*Exercise brief*
Take the line that contains "the glider tail" as the first line and the last line of the material below as the final one; reproduce exactly the lines between, inclusive.

[Data entries]
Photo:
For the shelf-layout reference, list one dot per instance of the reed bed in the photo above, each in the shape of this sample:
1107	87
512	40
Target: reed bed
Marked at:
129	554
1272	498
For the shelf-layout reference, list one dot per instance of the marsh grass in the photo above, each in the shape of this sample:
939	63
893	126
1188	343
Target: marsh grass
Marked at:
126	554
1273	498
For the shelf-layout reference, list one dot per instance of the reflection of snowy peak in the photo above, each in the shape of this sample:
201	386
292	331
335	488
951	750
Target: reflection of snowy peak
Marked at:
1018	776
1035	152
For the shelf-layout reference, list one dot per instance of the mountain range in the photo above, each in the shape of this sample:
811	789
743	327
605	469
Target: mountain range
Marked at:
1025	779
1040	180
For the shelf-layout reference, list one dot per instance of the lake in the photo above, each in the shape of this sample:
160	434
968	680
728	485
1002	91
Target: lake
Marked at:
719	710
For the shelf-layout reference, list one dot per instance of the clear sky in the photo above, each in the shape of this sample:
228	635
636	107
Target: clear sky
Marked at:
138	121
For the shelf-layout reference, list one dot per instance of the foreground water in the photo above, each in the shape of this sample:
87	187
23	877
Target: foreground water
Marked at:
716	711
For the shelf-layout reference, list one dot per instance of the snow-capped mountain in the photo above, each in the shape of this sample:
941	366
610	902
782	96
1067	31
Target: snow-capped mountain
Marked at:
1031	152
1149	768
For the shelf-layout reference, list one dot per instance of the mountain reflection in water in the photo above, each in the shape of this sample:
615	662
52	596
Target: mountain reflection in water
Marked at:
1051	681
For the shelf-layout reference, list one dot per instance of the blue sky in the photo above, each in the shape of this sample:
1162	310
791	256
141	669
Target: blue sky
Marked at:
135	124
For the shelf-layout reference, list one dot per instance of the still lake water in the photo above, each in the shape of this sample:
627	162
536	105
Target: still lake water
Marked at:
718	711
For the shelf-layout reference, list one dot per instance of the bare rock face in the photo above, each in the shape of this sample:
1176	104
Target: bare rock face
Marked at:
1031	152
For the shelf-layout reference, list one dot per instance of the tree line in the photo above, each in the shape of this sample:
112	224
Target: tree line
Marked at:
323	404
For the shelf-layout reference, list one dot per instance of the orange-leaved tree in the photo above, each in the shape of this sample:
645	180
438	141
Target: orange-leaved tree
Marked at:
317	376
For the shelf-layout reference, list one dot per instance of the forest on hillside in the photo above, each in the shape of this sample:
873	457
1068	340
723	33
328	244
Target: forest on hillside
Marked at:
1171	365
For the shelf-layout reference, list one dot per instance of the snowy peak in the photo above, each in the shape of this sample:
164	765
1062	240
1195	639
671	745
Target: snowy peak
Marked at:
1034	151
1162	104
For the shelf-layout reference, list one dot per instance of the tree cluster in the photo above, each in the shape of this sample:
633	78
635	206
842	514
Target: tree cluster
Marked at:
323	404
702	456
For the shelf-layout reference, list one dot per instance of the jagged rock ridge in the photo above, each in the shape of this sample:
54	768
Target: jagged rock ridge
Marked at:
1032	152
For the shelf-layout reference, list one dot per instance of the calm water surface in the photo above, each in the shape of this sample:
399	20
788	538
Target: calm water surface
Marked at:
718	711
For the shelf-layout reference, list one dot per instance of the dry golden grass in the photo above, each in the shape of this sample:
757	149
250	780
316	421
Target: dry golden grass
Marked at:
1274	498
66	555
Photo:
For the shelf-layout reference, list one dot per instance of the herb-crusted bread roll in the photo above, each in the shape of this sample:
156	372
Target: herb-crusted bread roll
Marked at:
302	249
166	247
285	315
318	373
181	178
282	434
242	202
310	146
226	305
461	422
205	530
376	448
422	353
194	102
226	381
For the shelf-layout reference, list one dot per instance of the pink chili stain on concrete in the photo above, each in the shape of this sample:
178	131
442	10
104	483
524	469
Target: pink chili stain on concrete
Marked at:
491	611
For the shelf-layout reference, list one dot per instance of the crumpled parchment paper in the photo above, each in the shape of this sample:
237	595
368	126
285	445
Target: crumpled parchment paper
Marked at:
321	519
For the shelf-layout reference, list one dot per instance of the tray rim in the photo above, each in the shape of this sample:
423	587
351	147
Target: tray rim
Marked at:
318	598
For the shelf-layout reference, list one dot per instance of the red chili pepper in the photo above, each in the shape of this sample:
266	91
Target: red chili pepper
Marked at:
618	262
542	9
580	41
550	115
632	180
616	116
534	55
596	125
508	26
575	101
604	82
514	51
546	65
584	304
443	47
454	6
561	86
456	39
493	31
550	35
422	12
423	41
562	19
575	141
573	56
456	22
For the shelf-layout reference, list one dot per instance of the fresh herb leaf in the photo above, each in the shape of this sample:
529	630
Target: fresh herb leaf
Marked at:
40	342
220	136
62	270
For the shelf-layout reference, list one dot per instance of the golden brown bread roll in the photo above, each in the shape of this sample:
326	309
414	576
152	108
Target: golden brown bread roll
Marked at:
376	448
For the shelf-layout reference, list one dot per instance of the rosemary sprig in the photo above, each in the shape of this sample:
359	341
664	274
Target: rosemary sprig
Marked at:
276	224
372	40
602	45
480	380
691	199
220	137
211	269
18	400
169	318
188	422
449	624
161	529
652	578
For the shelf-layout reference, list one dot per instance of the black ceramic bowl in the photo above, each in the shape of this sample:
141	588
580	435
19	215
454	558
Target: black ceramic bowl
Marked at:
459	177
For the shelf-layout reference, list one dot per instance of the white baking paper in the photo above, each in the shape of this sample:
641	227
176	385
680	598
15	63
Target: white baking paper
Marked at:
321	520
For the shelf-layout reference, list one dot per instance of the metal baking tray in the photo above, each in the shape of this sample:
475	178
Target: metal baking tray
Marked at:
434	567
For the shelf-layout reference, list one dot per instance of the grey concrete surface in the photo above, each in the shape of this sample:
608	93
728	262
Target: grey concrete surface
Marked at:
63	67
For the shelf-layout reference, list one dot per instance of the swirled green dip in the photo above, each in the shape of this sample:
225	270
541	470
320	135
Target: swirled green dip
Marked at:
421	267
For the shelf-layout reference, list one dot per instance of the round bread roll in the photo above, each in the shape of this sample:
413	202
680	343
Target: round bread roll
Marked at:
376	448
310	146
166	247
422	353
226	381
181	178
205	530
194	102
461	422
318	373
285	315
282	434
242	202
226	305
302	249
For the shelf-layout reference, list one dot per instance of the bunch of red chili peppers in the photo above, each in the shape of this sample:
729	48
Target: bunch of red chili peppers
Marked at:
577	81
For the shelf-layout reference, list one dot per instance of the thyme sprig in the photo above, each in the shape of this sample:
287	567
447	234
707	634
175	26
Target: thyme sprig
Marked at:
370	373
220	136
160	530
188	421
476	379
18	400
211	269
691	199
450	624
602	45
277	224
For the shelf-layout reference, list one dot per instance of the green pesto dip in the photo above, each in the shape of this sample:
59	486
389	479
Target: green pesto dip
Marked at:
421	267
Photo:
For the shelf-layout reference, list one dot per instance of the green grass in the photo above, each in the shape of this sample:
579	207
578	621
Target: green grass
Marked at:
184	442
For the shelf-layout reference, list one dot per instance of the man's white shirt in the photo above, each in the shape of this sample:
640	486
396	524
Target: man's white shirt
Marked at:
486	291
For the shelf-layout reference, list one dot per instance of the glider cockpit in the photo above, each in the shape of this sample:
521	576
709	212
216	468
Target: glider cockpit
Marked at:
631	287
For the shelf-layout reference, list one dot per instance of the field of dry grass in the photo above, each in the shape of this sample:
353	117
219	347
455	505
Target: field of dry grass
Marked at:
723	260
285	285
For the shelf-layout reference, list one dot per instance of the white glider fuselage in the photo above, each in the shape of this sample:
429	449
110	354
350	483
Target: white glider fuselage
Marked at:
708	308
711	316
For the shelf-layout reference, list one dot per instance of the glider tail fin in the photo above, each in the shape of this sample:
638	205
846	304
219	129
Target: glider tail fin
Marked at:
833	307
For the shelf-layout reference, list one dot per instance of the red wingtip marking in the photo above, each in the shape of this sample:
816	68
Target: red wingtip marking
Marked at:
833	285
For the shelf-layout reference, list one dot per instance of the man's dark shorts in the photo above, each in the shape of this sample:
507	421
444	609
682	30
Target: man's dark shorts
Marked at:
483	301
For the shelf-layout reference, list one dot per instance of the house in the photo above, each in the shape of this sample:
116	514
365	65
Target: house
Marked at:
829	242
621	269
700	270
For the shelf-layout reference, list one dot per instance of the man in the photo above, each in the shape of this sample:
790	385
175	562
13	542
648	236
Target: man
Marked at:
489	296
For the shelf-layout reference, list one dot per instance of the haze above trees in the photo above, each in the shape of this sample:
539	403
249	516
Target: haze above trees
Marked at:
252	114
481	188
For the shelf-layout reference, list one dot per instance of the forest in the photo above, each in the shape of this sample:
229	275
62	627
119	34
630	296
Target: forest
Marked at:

*Finished task*
For the shelf-layout reference, list one dot per instance of the glider tail fin in the photo above, each in the shape of this sample:
638	205
846	304
219	129
Target: glider tail fin
Marked at:
833	307
For the shelf-layout reference, list one dot per instance of the red wingtip marking in the photo above, each in the shape of this sample:
816	68
Target: red wingtip marking
Marked at:
833	285
For the shelf-layout reference, list one dot per instance of the man's dark shorts in the photo above, each in the shape of this sample:
507	421
444	609
682	30
Target: man's dark shorts
Marked at:
483	301
For the shelf-layout reference, list one dot per instance of the house in the photo above, each in the shape of this sample:
116	514
365	65
Target: house
Marked at:
829	242
621	269
700	270
For the shelf-layout reference, list one dot per instance of the man in the photo above, each in the shape of this sample:
790	385
175	562
13	542
648	236
Target: man
Marked at:
489	296
For the shelf-layout reference, list one dot per instance of the haze above trees in the photo above, each in the shape of this sample:
539	403
249	516
Target: haze above trees
Marked at:
252	114
481	188
For the shelf-layout reference, list one dot per instance of the forest in the photo above, each in the shape of this sample:
229	275
62	627
119	34
630	296
Target: forest
Marked at:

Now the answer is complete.